§ Supplied text:
+--
It seems with each passing day, cheaters develop new ways to seem legit. This time, cheaters have figured out how to use generative AI to impersonate real players in CS2. Not even Valve’s flagship shooter is safe from man-made horrors.
The exploit appears to have been in the game for some time, though it gained traction with an April 24 Reddit thread that shows an AI talking to other players in chat. The AI, most likely a large language model (LLM) similar to ChatGPT, even spoke in slang to appear more genuine. However, the players quickly caught on and asked it to create a Python script, which it did. From the context of the video, it’s difficult to determine if the player was real and made the AI respond instead of them, or if the cheater was a bot account.
+--
§ Available data:
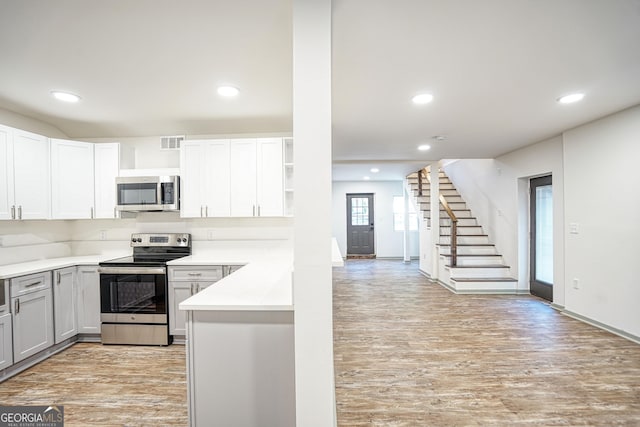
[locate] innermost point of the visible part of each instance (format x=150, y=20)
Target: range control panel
x=161, y=239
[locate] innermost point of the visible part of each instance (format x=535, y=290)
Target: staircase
x=479, y=267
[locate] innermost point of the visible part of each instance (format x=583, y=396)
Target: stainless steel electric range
x=134, y=292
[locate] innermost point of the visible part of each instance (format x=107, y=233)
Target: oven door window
x=145, y=193
x=133, y=293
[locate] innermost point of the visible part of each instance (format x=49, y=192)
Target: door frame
x=371, y=197
x=536, y=287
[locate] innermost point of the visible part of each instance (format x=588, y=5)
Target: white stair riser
x=484, y=286
x=453, y=198
x=469, y=250
x=461, y=221
x=478, y=272
x=466, y=240
x=475, y=260
x=461, y=231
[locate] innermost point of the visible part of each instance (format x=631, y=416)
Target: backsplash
x=22, y=241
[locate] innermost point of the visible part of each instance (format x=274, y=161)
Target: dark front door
x=541, y=250
x=360, y=229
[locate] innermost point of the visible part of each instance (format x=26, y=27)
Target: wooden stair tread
x=479, y=266
x=466, y=244
x=471, y=255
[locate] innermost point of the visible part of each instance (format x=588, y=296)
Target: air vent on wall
x=171, y=142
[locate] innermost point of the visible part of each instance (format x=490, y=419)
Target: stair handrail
x=422, y=173
x=454, y=231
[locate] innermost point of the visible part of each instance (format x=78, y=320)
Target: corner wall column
x=312, y=293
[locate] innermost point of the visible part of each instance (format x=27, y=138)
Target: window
x=398, y=215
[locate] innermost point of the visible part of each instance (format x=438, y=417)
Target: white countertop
x=30, y=267
x=263, y=284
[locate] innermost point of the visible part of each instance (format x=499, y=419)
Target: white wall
x=18, y=121
x=496, y=191
x=388, y=243
x=602, y=199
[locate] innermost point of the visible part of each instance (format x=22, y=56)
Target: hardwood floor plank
x=107, y=385
x=408, y=352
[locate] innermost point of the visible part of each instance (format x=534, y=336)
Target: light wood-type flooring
x=407, y=353
x=410, y=353
x=107, y=385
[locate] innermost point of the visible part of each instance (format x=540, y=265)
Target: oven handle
x=131, y=270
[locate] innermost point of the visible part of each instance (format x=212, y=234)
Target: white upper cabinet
x=237, y=177
x=72, y=184
x=107, y=166
x=257, y=177
x=24, y=178
x=204, y=177
x=7, y=205
x=269, y=179
x=243, y=177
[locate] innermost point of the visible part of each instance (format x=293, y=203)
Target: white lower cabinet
x=184, y=282
x=64, y=300
x=88, y=300
x=6, y=344
x=32, y=314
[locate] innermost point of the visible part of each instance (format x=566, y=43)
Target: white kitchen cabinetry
x=204, y=177
x=107, y=162
x=184, y=282
x=88, y=301
x=64, y=300
x=24, y=178
x=72, y=179
x=6, y=346
x=256, y=177
x=288, y=176
x=32, y=314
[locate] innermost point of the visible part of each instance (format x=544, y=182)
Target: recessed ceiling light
x=571, y=98
x=65, y=96
x=423, y=98
x=228, y=91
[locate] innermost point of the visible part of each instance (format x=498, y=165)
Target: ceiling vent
x=171, y=142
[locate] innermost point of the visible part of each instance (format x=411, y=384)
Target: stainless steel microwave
x=148, y=193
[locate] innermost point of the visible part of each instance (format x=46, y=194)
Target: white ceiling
x=495, y=68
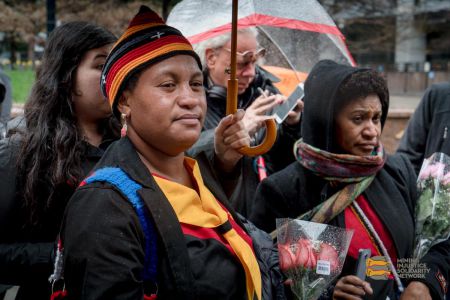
+--
§ Parts of the exercise:
A. List every proper name of a company, game, website, program, or programming language that appears in the CS2 cheating article.
B. According to the CS2 cheating article, what did the players ask the AI to create once they caught on?
C. Extend the CS2 cheating article with a further paragraph that picks up after its final sentence.
The data above has no connection to the CS2 cheating article.

§ Numbered responses:
A. Valve, CS2, Reddit, ChatGPT, Python

B. A Python script.

C.
Players responded as you might imagine. Some were horrified, others were impressed, and others were worried video games are on the brink of being invaded by vast armies of bots and LLMs. “This game is fucked ngl, there better be a good fucking plan,” one disgruntled player wrote. “Valve, wake the fuck up, please,” said another. There have recently been rumors of cheaters employing AI to create cheats (thanks BO3) that are nigh undetectable, since they wouldn’t read into your computer’s memory or run as a traditional software cheat. If those cheats evolve significantly, combined with AI language bots like in the video above, we might be facing a terrible future.
Bots have been an issue for Valve for a long time, starting with Team Fortress 2 being rendered unplayable for a while. CS2 even has its own issues with bot armies invading Casual lobbies. Valve hasn’t yet reacted to the general cheating problem plaguing CS2, but hopefully they’ll have a solution in store for the AI bots as well.